***** INFORMATION SUPPLIED
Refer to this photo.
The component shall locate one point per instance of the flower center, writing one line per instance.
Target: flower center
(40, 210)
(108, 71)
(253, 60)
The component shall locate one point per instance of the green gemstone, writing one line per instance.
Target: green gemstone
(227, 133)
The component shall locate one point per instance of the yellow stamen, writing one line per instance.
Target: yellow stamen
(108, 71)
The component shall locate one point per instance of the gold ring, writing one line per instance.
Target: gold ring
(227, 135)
**********
◆ TASK DETAILS
Reproduce all the data word for word.

◆ ANSWER BOX
Refer to this photo.
The component shall locate one point per instance of the flower center, writing one line per instance.
Target: flower center
(40, 210)
(108, 71)
(253, 60)
The component shall locate one point per instance of the green gemstone, writing one line per instance.
Target: green gemstone
(227, 133)
The component shall locate one point per instance of the yellow stamen, writing one line per instance.
Target: yellow stamen
(108, 71)
The component shall locate one point per instance of the gold ring, writing one line per instance.
Target: gold ring
(227, 135)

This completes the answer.